FRAGMENTO PROPORCIONADO
____________________

Cuando le faltaban algunos cientos para no irse con las manos vacías, la providencia jugó a su favor: un negociante le propuso la compra íntegra del cultivo y él se lo cobró en dólares americanos al cambio informal, según especifica vía WhatsApp. “Trajo a su gente, lo recogió y se lo llevó todo en un camión vaya a saber pa’ dónde; sospecho que pa’ La Habana, que es donde más caro se vende”.
El precio del ajo ha subido abruptamente en las últimas semanas, a pesar de que a finales de cada año es cuando suele encarecerse debido a que coincide con el período de siembra. El ciclo oscila entre 120 y 150 días, desde octubre a febrero, cuando por lo general se acostumbra a recoger los bulbos. Una “pata de ajo”, como se le conoce al enristrado de 50 cabezas, ha alcanzado el valor de entre 2.000 pesos y hasta 5.000 en el el mercado particular, al tiempo en que en los anaqueles estatales apenas se halla a la venta, a no ser el procesado y envasado por las minindustrias.

____________________

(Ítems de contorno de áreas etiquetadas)
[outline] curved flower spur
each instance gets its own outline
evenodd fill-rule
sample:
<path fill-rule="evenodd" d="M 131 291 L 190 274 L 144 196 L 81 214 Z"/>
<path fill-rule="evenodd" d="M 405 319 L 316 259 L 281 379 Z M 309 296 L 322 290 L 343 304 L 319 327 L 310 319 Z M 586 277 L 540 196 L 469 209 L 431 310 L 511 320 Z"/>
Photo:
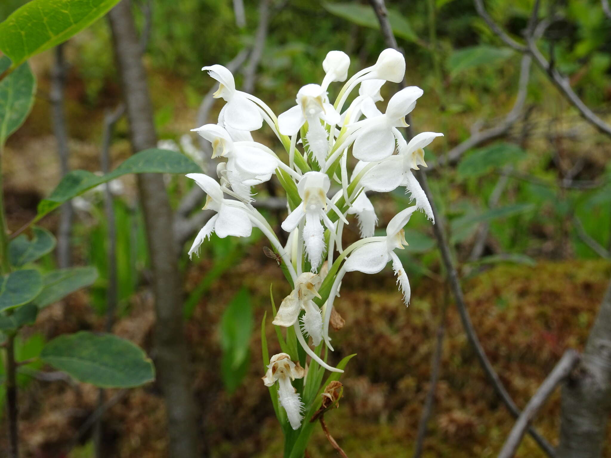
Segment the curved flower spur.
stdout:
<path fill-rule="evenodd" d="M 346 81 L 349 66 L 345 53 L 330 51 L 323 62 L 325 75 L 320 84 L 301 87 L 296 104 L 279 116 L 263 101 L 238 90 L 225 67 L 205 67 L 203 70 L 219 82 L 214 96 L 226 103 L 217 124 L 193 129 L 212 144 L 213 158 L 222 162 L 217 169 L 220 184 L 203 174 L 188 175 L 207 194 L 204 208 L 216 212 L 197 234 L 189 255 L 197 253 L 213 232 L 219 237 L 247 237 L 256 227 L 269 239 L 291 283 L 292 291 L 282 300 L 273 323 L 285 328 L 287 341 L 299 341 L 310 357 L 310 374 L 302 384 L 296 384 L 300 390 L 296 392 L 291 380 L 304 377 L 299 363 L 306 367 L 308 361 L 303 352 L 293 349 L 288 351 L 290 355 L 272 357 L 263 380 L 268 386 L 278 383 L 280 404 L 293 429 L 300 427 L 304 412 L 310 412 L 318 402 L 312 397 L 318 387 L 312 385 L 321 382 L 324 370 L 343 372 L 321 355 L 326 355 L 323 341 L 333 350 L 330 317 L 346 272 L 375 274 L 392 261 L 407 304 L 409 282 L 395 250 L 407 245 L 403 228 L 415 210 L 423 210 L 433 219 L 430 205 L 412 170 L 426 166 L 423 148 L 442 134 L 424 132 L 408 142 L 397 129 L 406 125 L 406 115 L 415 109 L 423 92 L 417 86 L 406 87 L 390 98 L 385 111 L 381 110 L 376 104 L 383 101 L 382 86 L 403 79 L 403 55 L 385 49 L 373 65 Z M 343 81 L 332 104 L 327 90 L 333 83 Z M 344 110 L 356 88 L 358 95 Z M 282 153 L 253 140 L 252 134 L 264 125 L 280 140 Z M 252 187 L 274 175 L 288 202 L 288 214 L 282 224 L 288 233 L 285 247 L 252 205 Z M 390 220 L 386 236 L 373 236 L 378 217 L 375 202 L 365 192 L 388 192 L 400 186 L 406 187 L 415 205 Z M 364 238 L 344 249 L 343 230 L 348 224 L 346 216 L 352 215 Z M 311 272 L 304 272 L 308 262 Z"/>

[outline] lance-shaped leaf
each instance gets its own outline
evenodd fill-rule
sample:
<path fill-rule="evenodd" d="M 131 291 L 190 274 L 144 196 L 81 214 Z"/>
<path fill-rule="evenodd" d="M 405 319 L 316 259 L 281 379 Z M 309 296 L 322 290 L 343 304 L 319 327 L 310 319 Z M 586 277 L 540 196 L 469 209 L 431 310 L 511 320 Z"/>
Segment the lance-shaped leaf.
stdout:
<path fill-rule="evenodd" d="M 152 148 L 137 153 L 109 173 L 101 176 L 86 170 L 67 174 L 51 193 L 40 201 L 36 220 L 64 202 L 88 189 L 127 173 L 200 173 L 202 169 L 187 156 L 175 151 Z"/>
<path fill-rule="evenodd" d="M 0 24 L 0 50 L 21 64 L 66 41 L 105 15 L 119 0 L 32 0 Z"/>
<path fill-rule="evenodd" d="M 0 311 L 27 304 L 42 289 L 38 271 L 16 271 L 0 277 Z"/>
<path fill-rule="evenodd" d="M 15 309 L 10 315 L 0 316 L 0 331 L 13 331 L 36 321 L 38 307 L 29 302 Z"/>
<path fill-rule="evenodd" d="M 93 267 L 68 267 L 49 272 L 43 278 L 42 290 L 34 302 L 38 308 L 46 307 L 89 286 L 97 278 L 98 271 Z"/>
<path fill-rule="evenodd" d="M 40 358 L 79 382 L 101 388 L 137 387 L 155 379 L 144 351 L 112 334 L 64 334 L 45 345 Z"/>
<path fill-rule="evenodd" d="M 35 261 L 55 247 L 55 238 L 46 229 L 34 227 L 32 232 L 31 240 L 22 234 L 12 240 L 9 245 L 9 260 L 15 267 Z"/>
<path fill-rule="evenodd" d="M 0 57 L 0 75 L 10 66 L 10 59 L 5 56 Z M 27 64 L 0 81 L 0 148 L 26 120 L 35 90 L 36 80 Z"/>

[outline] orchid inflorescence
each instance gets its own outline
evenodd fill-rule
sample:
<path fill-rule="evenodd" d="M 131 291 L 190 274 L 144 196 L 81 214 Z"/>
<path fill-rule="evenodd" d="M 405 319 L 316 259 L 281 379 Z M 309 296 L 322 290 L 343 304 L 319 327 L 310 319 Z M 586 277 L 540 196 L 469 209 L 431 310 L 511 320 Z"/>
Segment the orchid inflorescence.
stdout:
<path fill-rule="evenodd" d="M 203 208 L 216 212 L 197 234 L 189 256 L 213 232 L 221 238 L 247 237 L 254 227 L 261 230 L 282 260 L 293 287 L 282 302 L 274 324 L 287 330 L 292 327 L 306 353 L 333 372 L 343 371 L 327 365 L 317 354 L 320 352 L 310 347 L 304 333 L 312 338 L 315 347 L 324 340 L 328 349 L 333 350 L 329 320 L 334 300 L 348 272 L 376 274 L 392 261 L 404 300 L 409 304 L 409 282 L 394 250 L 408 244 L 403 227 L 414 211 L 421 209 L 433 220 L 431 205 L 412 170 L 426 167 L 423 148 L 442 135 L 424 132 L 406 142 L 397 129 L 407 126 L 405 117 L 423 94 L 419 87 L 409 86 L 397 92 L 384 113 L 377 107 L 376 103 L 383 100 L 382 85 L 403 81 L 405 60 L 400 53 L 385 49 L 375 64 L 346 81 L 349 64 L 345 53 L 329 52 L 323 62 L 325 76 L 321 84 L 302 87 L 296 104 L 277 117 L 262 100 L 237 90 L 226 68 L 203 67 L 219 82 L 214 96 L 226 104 L 217 124 L 193 131 L 212 144 L 213 158 L 226 161 L 217 167 L 219 181 L 202 173 L 187 175 L 207 195 Z M 343 81 L 331 104 L 329 85 Z M 357 87 L 359 95 L 342 111 Z M 284 147 L 281 155 L 253 140 L 251 133 L 264 122 Z M 357 162 L 349 175 L 351 152 Z M 252 187 L 274 174 L 287 195 L 288 216 L 282 224 L 282 230 L 289 233 L 286 246 L 252 205 Z M 338 185 L 338 191 L 330 194 L 332 183 Z M 386 236 L 374 236 L 378 218 L 366 192 L 388 192 L 399 186 L 405 187 L 415 205 L 392 218 Z M 362 238 L 343 249 L 342 231 L 348 215 L 356 216 Z M 268 386 L 279 383 L 280 404 L 296 429 L 303 405 L 291 380 L 302 377 L 304 369 L 285 353 L 272 357 L 268 368 L 263 380 Z"/>

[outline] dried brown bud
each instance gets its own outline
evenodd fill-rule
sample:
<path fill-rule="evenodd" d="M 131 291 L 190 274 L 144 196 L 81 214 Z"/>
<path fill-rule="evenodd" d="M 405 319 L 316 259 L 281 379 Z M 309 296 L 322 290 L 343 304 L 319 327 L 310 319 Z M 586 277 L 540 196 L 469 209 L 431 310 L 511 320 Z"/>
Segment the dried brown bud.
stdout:
<path fill-rule="evenodd" d="M 343 385 L 340 382 L 333 381 L 324 388 L 323 393 L 323 409 L 328 409 L 335 404 L 335 407 L 339 407 L 338 401 L 343 393 Z"/>
<path fill-rule="evenodd" d="M 329 323 L 334 330 L 338 331 L 343 327 L 346 321 L 342 318 L 342 315 L 339 314 L 335 308 L 333 307 L 331 309 L 331 318 L 329 319 Z"/>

____________________

ENCARGO
Escribe la continuación del fragmento sobre el precio del ajo, empezando justo después de su última oración. Los ítems no intervienen en nada de esto.

RESULTADO
“Es increíble que para sazonar la comida tenga que gastar el retiro de un mes”, protesta una jubilada en el mercado Buen Viaje, de Santa Clara, punto de venta más concurrido en la zona central de la ciudad. La vendedora alega que a ella se lo entregan los intermediarios, los mismos que lo compran al por mayor a los productores, y que a cada “pata” solo le está ganando unos pocos pesos, que tampoco es “para hacerse rica”.
Un poco más adelante se divisan pomos plásticos repletos de dientes pelados. “Mi socio y yo nos vamos a casa de los guajiros y le compramos toda la merma”, explica ese otro vendedor. “O sea, las cabezas desgranadas ya viejas que les quedan sin enristrar o las que le faltan dientes, y las pelamos con mucha paciencia porque eso es trabajo de días y noches. La gente prefiere pagar estos pomitos y la verdad es que sí nos da ganancia”.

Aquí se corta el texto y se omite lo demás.